> [Records provided]:
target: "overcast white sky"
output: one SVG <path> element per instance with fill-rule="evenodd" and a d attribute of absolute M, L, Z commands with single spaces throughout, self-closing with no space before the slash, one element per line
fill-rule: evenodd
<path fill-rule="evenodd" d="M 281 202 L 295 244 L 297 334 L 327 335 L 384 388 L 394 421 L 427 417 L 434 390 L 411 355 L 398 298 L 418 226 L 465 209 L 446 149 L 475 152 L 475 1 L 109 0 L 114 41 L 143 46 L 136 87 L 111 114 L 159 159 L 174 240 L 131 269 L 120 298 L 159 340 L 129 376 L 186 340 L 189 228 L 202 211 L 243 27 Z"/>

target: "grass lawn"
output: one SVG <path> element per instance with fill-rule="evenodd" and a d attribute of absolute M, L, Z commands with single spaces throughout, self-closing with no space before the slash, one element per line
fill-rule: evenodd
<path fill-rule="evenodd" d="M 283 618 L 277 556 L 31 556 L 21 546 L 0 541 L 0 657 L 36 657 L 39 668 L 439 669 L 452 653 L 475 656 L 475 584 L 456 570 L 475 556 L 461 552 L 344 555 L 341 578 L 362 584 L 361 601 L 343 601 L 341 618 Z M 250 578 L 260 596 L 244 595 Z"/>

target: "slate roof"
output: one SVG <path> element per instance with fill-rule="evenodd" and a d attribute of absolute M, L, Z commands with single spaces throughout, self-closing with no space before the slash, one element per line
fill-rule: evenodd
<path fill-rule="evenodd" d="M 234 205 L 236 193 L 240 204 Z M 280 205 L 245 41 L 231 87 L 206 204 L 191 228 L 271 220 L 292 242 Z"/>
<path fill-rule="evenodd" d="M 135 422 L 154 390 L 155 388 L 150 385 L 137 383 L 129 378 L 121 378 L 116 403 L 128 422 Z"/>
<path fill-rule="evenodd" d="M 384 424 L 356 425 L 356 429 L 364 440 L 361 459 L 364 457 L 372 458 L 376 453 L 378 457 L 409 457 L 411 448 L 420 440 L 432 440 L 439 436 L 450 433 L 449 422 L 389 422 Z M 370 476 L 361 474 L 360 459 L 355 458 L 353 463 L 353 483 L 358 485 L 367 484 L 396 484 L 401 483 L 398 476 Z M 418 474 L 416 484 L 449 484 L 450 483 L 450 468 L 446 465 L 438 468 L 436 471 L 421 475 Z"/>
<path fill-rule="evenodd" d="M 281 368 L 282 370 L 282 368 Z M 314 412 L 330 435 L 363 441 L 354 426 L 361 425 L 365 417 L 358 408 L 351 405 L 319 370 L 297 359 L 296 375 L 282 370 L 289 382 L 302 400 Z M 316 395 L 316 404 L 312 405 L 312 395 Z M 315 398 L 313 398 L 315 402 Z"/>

> [Short exercise]:
Copy all the rows above line for line, with no changes.

> [Written answer]:
target: "overcast white sky"
output: one SVG <path> element per instance with fill-rule="evenodd" and a d attribute of absolute M, L, Z commands with single spaces throughout, self-closing with no space before the slash, one element per line
fill-rule: evenodd
<path fill-rule="evenodd" d="M 281 202 L 295 244 L 297 334 L 327 335 L 384 388 L 394 421 L 427 417 L 434 390 L 411 355 L 398 298 L 418 226 L 465 209 L 446 149 L 475 152 L 475 1 L 109 0 L 114 41 L 143 46 L 136 87 L 111 114 L 159 159 L 174 240 L 131 269 L 120 298 L 159 340 L 129 376 L 186 340 L 189 228 L 202 211 L 243 27 Z"/>

target: "grass lawn"
output: one SVG <path> element per instance with fill-rule="evenodd" and a d attribute of absolute M, L, Z commands with single spaces throughout, self-closing with no space before the slash, one element per line
fill-rule: evenodd
<path fill-rule="evenodd" d="M 283 618 L 277 556 L 31 556 L 21 546 L 0 541 L 0 657 L 36 657 L 39 668 L 439 669 L 452 653 L 475 656 L 475 584 L 456 570 L 475 556 L 461 552 L 344 555 L 341 578 L 362 584 L 361 601 L 343 601 L 341 618 Z M 250 578 L 260 596 L 244 595 Z"/>

target: "slate roof"
output: one SVG <path> element per instance with fill-rule="evenodd" and a d attribute of absolute M, L, Z commands with single spaces throughout, self-closing with no space before the slash, one element per line
fill-rule: evenodd
<path fill-rule="evenodd" d="M 234 205 L 236 193 L 240 204 Z M 280 205 L 245 41 L 231 87 L 206 204 L 191 228 L 271 220 L 292 242 Z"/>
<path fill-rule="evenodd" d="M 135 422 L 154 390 L 155 388 L 150 385 L 137 383 L 129 378 L 121 378 L 116 403 L 128 422 Z"/>
<path fill-rule="evenodd" d="M 384 424 L 356 425 L 356 429 L 364 440 L 361 459 L 364 457 L 372 458 L 376 453 L 378 457 L 409 457 L 411 448 L 420 440 L 432 440 L 439 436 L 450 433 L 449 422 L 389 422 Z M 370 476 L 361 474 L 360 459 L 355 458 L 353 463 L 353 483 L 358 485 L 367 484 L 396 484 L 401 483 L 398 476 Z M 418 474 L 416 484 L 449 484 L 450 483 L 450 468 L 446 465 L 438 468 L 436 471 L 421 475 Z"/>
<path fill-rule="evenodd" d="M 281 368 L 282 370 L 282 368 Z M 314 412 L 330 435 L 363 441 L 354 426 L 361 425 L 365 417 L 358 408 L 351 405 L 319 370 L 297 359 L 296 375 L 282 370 L 289 382 L 302 400 Z M 316 395 L 316 404 L 312 405 L 312 395 Z M 315 398 L 313 398 L 315 402 Z"/>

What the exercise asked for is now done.